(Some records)
· · · · · · ·

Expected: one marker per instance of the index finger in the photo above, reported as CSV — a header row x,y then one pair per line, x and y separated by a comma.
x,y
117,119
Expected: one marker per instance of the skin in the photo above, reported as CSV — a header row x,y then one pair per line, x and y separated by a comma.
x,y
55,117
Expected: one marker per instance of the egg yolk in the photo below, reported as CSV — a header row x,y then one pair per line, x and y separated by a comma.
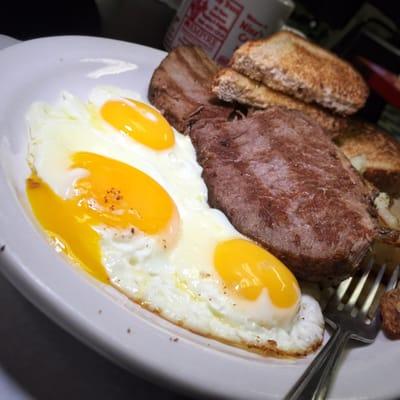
x,y
247,269
139,121
111,194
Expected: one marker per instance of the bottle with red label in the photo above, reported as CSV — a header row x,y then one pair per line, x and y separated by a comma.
x,y
220,26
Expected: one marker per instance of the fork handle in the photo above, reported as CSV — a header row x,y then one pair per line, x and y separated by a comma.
x,y
314,383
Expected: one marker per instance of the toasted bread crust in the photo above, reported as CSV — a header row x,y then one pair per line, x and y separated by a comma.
x,y
229,85
380,152
290,64
390,310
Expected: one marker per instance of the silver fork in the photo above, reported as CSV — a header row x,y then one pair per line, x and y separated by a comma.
x,y
348,322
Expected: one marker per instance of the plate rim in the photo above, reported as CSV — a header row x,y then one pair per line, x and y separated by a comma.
x,y
56,308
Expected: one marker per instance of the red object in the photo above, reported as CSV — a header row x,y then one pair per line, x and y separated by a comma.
x,y
381,81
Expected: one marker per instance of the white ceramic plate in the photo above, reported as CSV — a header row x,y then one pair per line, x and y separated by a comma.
x,y
98,315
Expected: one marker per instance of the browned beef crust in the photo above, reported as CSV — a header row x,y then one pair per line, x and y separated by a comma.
x,y
282,182
181,88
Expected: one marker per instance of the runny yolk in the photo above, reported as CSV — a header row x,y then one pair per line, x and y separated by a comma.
x,y
247,269
139,121
112,194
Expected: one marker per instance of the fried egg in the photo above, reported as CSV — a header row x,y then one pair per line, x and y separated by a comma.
x,y
120,193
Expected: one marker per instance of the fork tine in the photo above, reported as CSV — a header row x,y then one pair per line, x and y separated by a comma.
x,y
391,285
360,285
372,292
337,296
342,288
393,279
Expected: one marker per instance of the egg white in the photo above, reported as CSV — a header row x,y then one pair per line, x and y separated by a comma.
x,y
180,282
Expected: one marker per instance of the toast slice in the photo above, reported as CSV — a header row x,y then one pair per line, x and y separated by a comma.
x,y
288,63
229,85
375,153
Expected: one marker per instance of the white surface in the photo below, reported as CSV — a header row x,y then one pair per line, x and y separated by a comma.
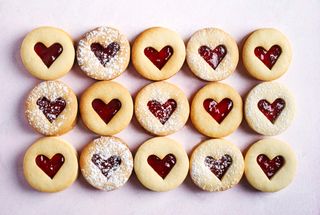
x,y
299,21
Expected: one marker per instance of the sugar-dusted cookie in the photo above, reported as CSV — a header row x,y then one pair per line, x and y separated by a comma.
x,y
47,53
50,165
270,165
103,53
106,107
106,163
158,53
212,54
161,164
269,108
161,108
51,108
266,54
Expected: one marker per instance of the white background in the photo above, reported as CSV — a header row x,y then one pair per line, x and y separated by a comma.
x,y
299,20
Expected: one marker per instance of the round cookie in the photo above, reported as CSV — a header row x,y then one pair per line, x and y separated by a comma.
x,y
216,110
106,163
51,108
266,54
50,165
158,53
161,164
216,165
47,53
161,108
103,53
269,108
270,165
106,107
212,54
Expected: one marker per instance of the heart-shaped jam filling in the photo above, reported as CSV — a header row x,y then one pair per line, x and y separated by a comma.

· · · · · · ·

# [GOAL]
Please rewrite the records above with "marker" replaced by "point" and everything else unchanged. Leave the pictures out of your answer.

# [WRITTEN REPLY]
Expected: one point per instance of the index finger in the photo above, reported as CSV — a header row x,y then one pair per line, x and y separated by a comma.
x,y
117,119
Expected: one point per instance of the skin in the photo above, reported as CSV — a header row x,y then one pair per line, x and y separated by a comma.
x,y
55,117
Expected: one point per instance of the egg yolk in the photo below, reported as CSV — a header row x,y then one pair per line, x and y separated by a comma.
x,y
247,269
139,121
111,194
Expected: one point per instance of the bottle with red label in the photo above, reported as CSV — a header row x,y then one pair per line, x and y separated by a comma.
x,y
220,26
Expected: one point per instance of the fork handle in the photo above, reported as CSV — a header row x,y then one pair per line, x and y separated by a comma.
x,y
314,383
Expected: one point per instance of the toasted bread crust in the photo above, reported as CSV — a header row x,y then one pair per line, x and y separated by a comma.
x,y
229,85
380,152
290,64
390,310
Expected: one point per instance of the silver fork in the photo above, reported as CSV — a header row x,y then one pair per line, x and y separated by a comma.
x,y
348,322
Expected: one point per instance of the plate rim in the photo above, reported as CSV — a header row x,y then one pair per line, x and y separated by a comma.
x,y
56,308
Expected: one point per instance of the red object in the photo above, reported as CSV — a header row x,y then one pair per line, x and y separated by a comma.
x,y
381,81
Expected: one point per instance of the white ceramic plate in the photo above, reported as CSV — a header row x,y then one pair per line, x and y separated by a comma.
x,y
98,315
Expected: one point per instance of the browned beef crust in the photo above, reported as CSV — a header row x,y then one pair per line, x and y separated by a comma.
x,y
282,182
181,88
Expected: one point per instance of the runny yolk in the photo above, reported as CSV — a header row x,y then one pair per line, x and y separated by a comma.
x,y
247,269
139,121
112,194
Expected: one point per instance of the fried egg in the photo above, reported as CSV — a header row x,y then one pair per line, x and y separated by a comma.
x,y
120,193
Expected: one point per instance of the fork tine in the photo above, reported as CSV — a header row x,y then one pair per line, x and y separated by a comma.
x,y
391,285
360,285
372,292
337,296
342,288
393,279
Expected: one point per instance of the egg white in the photo above, reported as CSV — a header row x,y then one pair per line, x and y separated by a comma.
x,y
180,282
Expected: one point per instance of the toast slice in the photo above, reported as CSV — a header row x,y then one pair per line, x and y separated by a comma.
x,y
288,63
229,85
375,153
Expected: one point per instance of the white surface in the photo below, reported as CSV — a header row x,y then one pair per line, x and y separated by a comma.
x,y
299,21
Expected: one point per instance of the sugar-dusted cookie in the photo above, reported as CSV — a header row x,y then one pair per line, x and y separated by a comma.
x,y
47,53
50,165
270,165
103,53
106,107
106,163
158,53
212,54
161,164
269,108
161,108
51,108
266,54
Expected: one point per instance of the white background in the photo above, reported as CSV — a header row x,y then one pair per line, x and y separated by a comma.
x,y
299,20
Expected: one point per instance of the round cookie in the photo above, reported as CSV — a header row x,y then one pair per line, x and y separated by a comma.
x,y
216,110
106,163
51,108
266,54
50,165
158,53
161,164
216,165
47,53
161,108
103,53
269,108
270,165
106,107
212,54
Expected: one point per instance of the heart-shaped jam filling in the photo above, reported as CSV — a header row x,y then one pair per line, x and y separated by a comma.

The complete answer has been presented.